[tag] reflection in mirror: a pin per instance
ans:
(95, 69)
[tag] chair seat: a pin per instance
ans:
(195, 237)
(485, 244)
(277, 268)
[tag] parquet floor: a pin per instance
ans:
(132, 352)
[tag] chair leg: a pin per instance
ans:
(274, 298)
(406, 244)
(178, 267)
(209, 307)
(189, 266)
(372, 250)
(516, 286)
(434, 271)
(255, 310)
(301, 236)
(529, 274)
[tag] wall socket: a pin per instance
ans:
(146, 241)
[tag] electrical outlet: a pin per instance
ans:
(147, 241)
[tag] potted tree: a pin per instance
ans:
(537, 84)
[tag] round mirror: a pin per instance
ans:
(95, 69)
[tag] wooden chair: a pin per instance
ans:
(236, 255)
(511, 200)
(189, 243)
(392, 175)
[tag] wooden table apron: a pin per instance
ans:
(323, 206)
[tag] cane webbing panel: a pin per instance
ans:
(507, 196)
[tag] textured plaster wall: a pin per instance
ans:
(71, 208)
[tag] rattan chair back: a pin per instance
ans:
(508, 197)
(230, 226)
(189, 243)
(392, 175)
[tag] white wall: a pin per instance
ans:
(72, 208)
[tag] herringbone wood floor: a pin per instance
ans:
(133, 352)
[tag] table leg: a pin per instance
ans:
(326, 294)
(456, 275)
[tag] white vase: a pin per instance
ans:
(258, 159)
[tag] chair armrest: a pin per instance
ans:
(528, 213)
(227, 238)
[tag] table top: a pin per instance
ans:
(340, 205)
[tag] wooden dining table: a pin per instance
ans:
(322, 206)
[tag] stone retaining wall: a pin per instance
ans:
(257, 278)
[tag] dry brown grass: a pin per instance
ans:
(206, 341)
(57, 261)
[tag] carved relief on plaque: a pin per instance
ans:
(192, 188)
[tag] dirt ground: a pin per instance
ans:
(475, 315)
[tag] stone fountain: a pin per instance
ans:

==*==

WHAT YOU WILL DO:
Rewrite all of the material above, swapping every occurrence of "a pin per instance" for "one point per instance" and leaving everything else unchanged.

ANSWER TO THIS TASK:
[tag] reflection in mirror: one point per instance
ans:
(95, 69)
[tag] chair seat: one point per instance
ans:
(195, 237)
(485, 244)
(277, 268)
[tag] parquet floor: one point per instance
ans:
(132, 352)
[tag] chair leg: one point per instance
ans:
(274, 298)
(406, 244)
(178, 267)
(209, 307)
(189, 266)
(372, 250)
(516, 286)
(434, 271)
(255, 310)
(301, 236)
(529, 274)
[tag] wall socket: one point per instance
ans:
(146, 241)
[tag] electrical outlet: one point per instance
ans:
(147, 241)
[tag] potted tree: one point per instance
ans:
(537, 84)
[tag] round mirror: one point per instance
ans:
(95, 69)
[tag] wooden chair: one point per instance
ans:
(236, 255)
(511, 200)
(189, 243)
(392, 175)
[tag] wooden table apron: one point per instance
ans:
(323, 206)
[tag] cane webbing panel: one point per instance
ans:
(507, 196)
[tag] textured plaster wall: one point per instance
ans:
(71, 208)
[tag] rattan chair back: one point per instance
ans:
(508, 197)
(230, 226)
(189, 243)
(392, 175)
[tag] white wall: one point per instance
ans:
(72, 208)
[tag] herringbone wood floor: one point per instance
ans:
(133, 352)
[tag] table leg: one point per instance
ans:
(326, 294)
(456, 275)
[tag] white vase: one point per instance
ans:
(258, 159)
[tag] chair armrest: one point per instance
ans:
(528, 213)
(227, 238)
[tag] table top: one point per instance
ans:
(340, 205)
[tag] wooden dining table: one point per instance
ans:
(322, 206)
[tag] stone retaining wall: one point per instance
ans:
(257, 278)
[tag] dry brown grass: one point per instance
ans:
(206, 341)
(57, 261)
[tag] carved relief on plaque: one point per instance
ans:
(192, 188)
[tag] dirt ground: one point per instance
ans:
(475, 315)
[tag] stone fountain: one point per instance
ans:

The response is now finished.